# [Source]
======
Quotes about Existence
But it is ridiculous to condemn the faults of beasts and trees, and other such mortal and mutable things as are void of intelligence, sensation, or life, even though these faults should destroy their corruptible nature; for these creatures received, at their Creator's will, an existence fitting them, by passing away and giving place to others, to secure that lowest form of beauty, the beauty of seasons, which in its own place is a requisite part of this world.
- St. Augustine
For although He who is the true God is God, not by opinion, but by nature, nevertheless all nature is not God; for there is certainly a nature of man, of a beast, of a tree, of a stone,—none of which is God.
- St. Augustine
And truly the very fact of existing is by some natural spell so pleasant, that even the wretched are, for no other reason, unwilling to perish; and, when they feel that they are wretched, wish not that they themselves be annihilated, but that their misery be so.
- St. Augustine
Now the end of life puts the longest life on a par with the shortest. For of two things which have alike ceased to be, the one is not better, the other worse—the one greater, the other less.
- St. Augustine
The cause of things, therefore, which makes but is not made, is God; but all other causes both make and are made.
- St. Augustine
And, lo! my infancy died long since, and I live. But Thou, Lord, who for ever livest, and in whom nothing dies: for before the foundation of the worlds, and before all that can be called "before," Thou art, and art God and Lord of all which Thou hast created: in Thee abide, fixed for ever, the first causes of all things unabiding; and of all things changeable, the springs abide in Thee unchangeable: and in Thee live the eternal reasons of all things unreasoning and temporal.
======
# [Supplied material]
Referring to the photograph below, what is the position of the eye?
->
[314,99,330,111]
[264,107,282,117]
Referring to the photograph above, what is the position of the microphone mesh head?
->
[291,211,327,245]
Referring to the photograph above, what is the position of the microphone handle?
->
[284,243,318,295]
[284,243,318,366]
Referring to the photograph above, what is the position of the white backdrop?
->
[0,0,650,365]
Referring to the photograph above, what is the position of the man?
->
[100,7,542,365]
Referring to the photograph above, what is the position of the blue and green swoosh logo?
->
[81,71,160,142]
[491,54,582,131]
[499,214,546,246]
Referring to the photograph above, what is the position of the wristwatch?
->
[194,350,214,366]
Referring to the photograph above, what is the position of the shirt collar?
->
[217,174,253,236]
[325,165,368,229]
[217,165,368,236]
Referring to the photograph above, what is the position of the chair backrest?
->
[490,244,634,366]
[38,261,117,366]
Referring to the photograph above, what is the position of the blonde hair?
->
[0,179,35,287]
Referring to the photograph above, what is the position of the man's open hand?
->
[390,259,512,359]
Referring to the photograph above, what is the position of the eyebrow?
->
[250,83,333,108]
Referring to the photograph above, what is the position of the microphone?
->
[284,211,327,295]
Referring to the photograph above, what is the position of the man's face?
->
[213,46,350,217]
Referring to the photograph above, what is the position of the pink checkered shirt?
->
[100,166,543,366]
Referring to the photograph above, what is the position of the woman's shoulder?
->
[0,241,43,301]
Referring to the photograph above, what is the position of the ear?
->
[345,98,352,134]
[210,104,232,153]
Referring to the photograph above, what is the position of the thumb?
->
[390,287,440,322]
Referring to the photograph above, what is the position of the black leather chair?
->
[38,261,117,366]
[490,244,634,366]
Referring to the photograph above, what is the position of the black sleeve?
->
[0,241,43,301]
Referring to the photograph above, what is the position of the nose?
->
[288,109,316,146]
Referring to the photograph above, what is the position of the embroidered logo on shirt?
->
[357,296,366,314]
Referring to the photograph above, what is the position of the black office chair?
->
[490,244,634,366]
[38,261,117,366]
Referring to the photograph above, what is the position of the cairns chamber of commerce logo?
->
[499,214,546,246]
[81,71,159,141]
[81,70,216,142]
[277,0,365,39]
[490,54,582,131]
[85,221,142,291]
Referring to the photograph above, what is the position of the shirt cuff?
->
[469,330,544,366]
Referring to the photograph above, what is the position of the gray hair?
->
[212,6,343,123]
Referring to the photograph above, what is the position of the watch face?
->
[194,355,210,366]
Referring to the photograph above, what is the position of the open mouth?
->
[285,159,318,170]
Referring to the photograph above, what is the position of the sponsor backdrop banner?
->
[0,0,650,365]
======
# [Written tasks]
(1) Answer these questions from the quotations on existence:
(a) What does the first quotation call "that lowest form of beauty"?
(b) Which four natures does one quotation name as none of them being God?
(c) What is "the cause of things" that "makes but is not made"?
(2) Retype the passage from the quotations on existence between "Quotes about Existence" and "of this world.", inclusive.
Answer using only the quotations on existence, not the data.

# [Results of the tasks]
(1)
(a) The beauty of seasons.
(b) The nature of man, of a beast, of a tree and of a stone.
(c) God.

(2)
Quotes about Existence
But it is ridiculous to condemn the faults of beasts and trees, and other such mortal and mutable things as are void of intelligence, sensation, or life, even though these faults should destroy their corruptible nature; for these creatures received, at their Creator's will, an existence fitting them, by passing away and giving place to others, to secure that lowest form of beauty, the beauty of seasons, which in its own place is a requisite part of this world.